---- Verwendetes Material

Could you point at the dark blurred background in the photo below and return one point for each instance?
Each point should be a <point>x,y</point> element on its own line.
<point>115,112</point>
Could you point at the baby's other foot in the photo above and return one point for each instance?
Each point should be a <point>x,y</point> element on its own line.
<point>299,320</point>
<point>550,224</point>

--------
---- Verwendetes Material

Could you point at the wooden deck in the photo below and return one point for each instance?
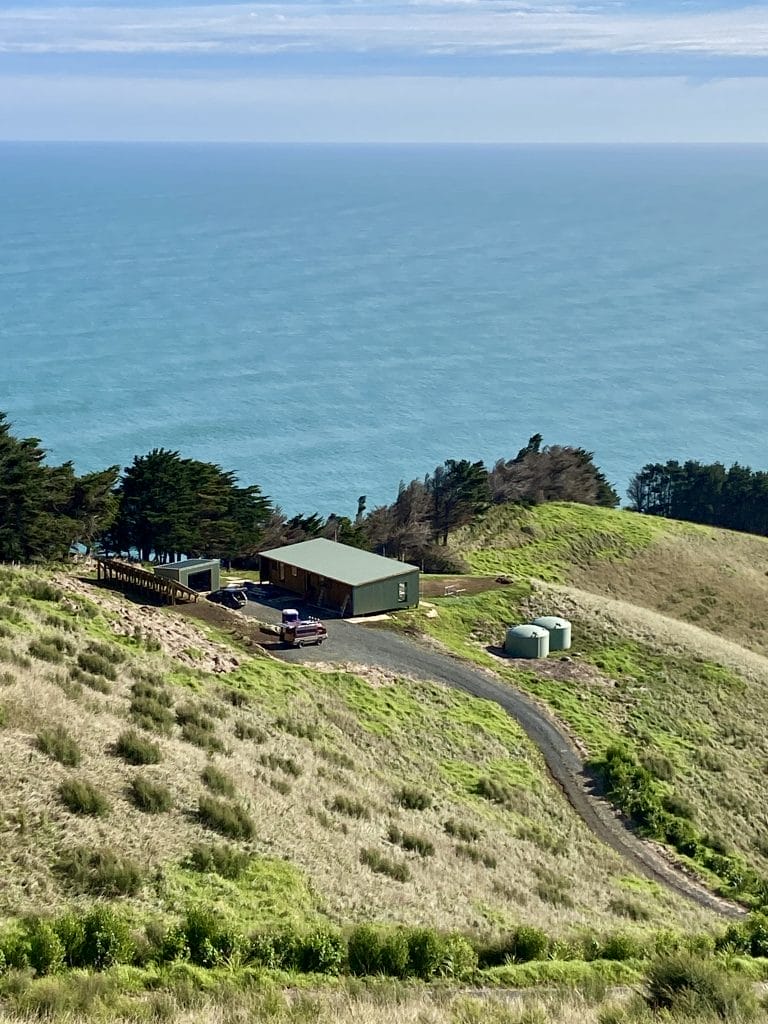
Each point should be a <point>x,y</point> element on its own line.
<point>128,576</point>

--------

▸ **Ziel**:
Überführe bitte das Material von der Zeile mit „Could you point at the dark“ bis einschließlich der Zeile mit „<point>550,224</point>“ in eine CSV mit den zwei Spalten „eingabe“ und „ausgabe“. Jede Zeile enthält einen Text und die zugehörige Antwort, beide jeweils in einem Feld in Anführungszeichen, und Zeilenumbrüche werden durch Leerzeichen ersetzt.

▸ **Ergebnis**:
eingabe,ausgabe
"Could you point at the dark blurred background in the photo below and return one point for each instance? Each point should be a <point>x,y</point> element on its own line.","<point>115,112</point>"
"Could you point at the baby's other foot in the photo above and return one point for each instance? Each point should be a <point>x,y</point> element on its own line.","<point>299,320</point> <point>550,224</point>"